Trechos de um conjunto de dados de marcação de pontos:
:::::

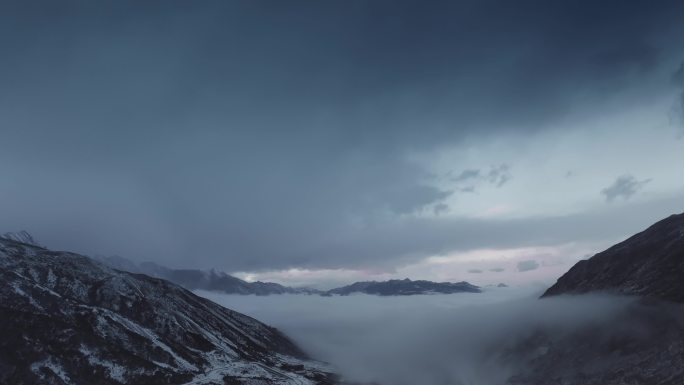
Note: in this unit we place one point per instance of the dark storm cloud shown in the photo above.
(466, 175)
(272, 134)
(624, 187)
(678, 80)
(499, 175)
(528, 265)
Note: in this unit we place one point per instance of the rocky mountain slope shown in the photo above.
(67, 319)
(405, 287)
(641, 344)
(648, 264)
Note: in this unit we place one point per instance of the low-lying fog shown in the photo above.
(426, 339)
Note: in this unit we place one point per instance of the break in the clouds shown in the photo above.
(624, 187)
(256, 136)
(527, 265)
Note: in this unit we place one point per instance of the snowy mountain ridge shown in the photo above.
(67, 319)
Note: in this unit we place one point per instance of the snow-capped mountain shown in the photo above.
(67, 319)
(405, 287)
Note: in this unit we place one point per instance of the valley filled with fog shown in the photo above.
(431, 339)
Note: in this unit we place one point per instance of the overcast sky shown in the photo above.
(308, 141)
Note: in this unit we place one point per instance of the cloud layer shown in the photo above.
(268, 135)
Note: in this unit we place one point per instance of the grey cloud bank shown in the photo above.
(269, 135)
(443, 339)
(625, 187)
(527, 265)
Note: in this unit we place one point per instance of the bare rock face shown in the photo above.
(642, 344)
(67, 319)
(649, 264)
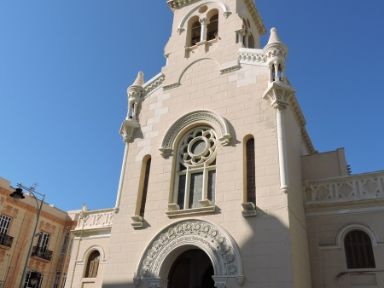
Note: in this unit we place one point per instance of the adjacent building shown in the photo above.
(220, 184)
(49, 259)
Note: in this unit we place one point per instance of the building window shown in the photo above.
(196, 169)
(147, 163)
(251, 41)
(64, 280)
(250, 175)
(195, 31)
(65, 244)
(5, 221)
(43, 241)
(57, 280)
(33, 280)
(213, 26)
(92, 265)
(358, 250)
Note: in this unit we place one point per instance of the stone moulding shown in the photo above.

:::::

O que se pede: Reescreva todas as linhas dos registros, começando na linha que contém "ridge shown in the photo above." e indo até o final dos registros, ambas incluídas, e ajuste cada coordenada dos pontos em -31. Deixe as imagens de fora da resposta.

Resposta do exercício:
Note: in this unit we place one point per instance of the snowy mountain ridge shown in the photo above.
(36, 288)
Note: in this unit we place one point per instance of the snow-capped mountain shown in the photo above.
(36, 288)
(374, 256)
Note: in this unit we place one point per instance of the valley filled with fog shown in the photo above.
(400, 308)
Note: in this unit we place one point per instance of the overcast sky shown in the photo above.
(277, 110)
Note: in this unit we place one point per instance of the cloud layer shown in the photo above.
(237, 104)
Note: in this unit we place one point per instance of the grey cloud bank shown in the photo above.
(238, 104)
(412, 308)
(594, 156)
(496, 234)
Note: in this unit we place one point per instance of the bare rock face shown in the photo above.
(611, 313)
(36, 288)
(618, 233)
Note: in this unit we place one point per instance of the adjacent building shown in the photo above.
(189, 153)
(18, 228)
Note: in this unit we place one point per instance of the building window shown in the photo above.
(165, 138)
(116, 132)
(220, 10)
(33, 249)
(219, 144)
(164, 0)
(34, 213)
(-26, 190)
(12, 210)
(26, 249)
(2, 249)
(182, -5)
(61, 234)
(327, 219)
Note: in this unit we place one point per instance of the stone moulding shown in the photo above.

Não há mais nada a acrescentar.